+++ RECORDS SUPPLIED +++
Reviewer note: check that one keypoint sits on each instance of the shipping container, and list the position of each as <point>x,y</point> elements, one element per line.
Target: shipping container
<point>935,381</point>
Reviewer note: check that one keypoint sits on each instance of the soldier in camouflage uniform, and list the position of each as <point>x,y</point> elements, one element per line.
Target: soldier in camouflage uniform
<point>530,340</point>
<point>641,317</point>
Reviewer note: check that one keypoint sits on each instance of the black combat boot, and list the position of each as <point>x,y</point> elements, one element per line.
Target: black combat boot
+++
+++ RECORDS SUPPLIED +++
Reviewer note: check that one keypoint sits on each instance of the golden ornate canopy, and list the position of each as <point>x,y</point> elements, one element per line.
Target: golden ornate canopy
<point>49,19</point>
+++
+++ RECORDS SUPPLIED +++
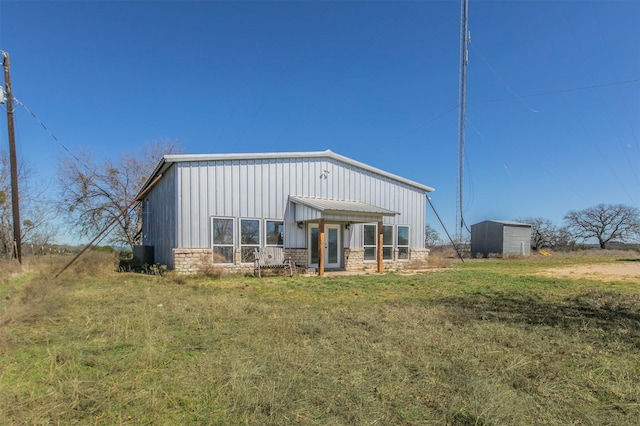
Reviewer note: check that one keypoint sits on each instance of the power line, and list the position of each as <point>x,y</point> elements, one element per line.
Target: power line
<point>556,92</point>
+++
__TASK TO COMPLETE__.
Please write out, exactly as they appear above, only the lines in the stretch from the line with "Target: soldier in camouflage uniform" through the line with "Target: black combat boot".

__EXERCISE ANSWER__.
Target: soldier in camouflage uniform
<point>530,340</point>
<point>641,317</point>
Reviewer note: check that one keypoint sits on each instance of the black combat boot, and list the position of each as <point>x,y</point> elements, one element per line.
Target: black combat boot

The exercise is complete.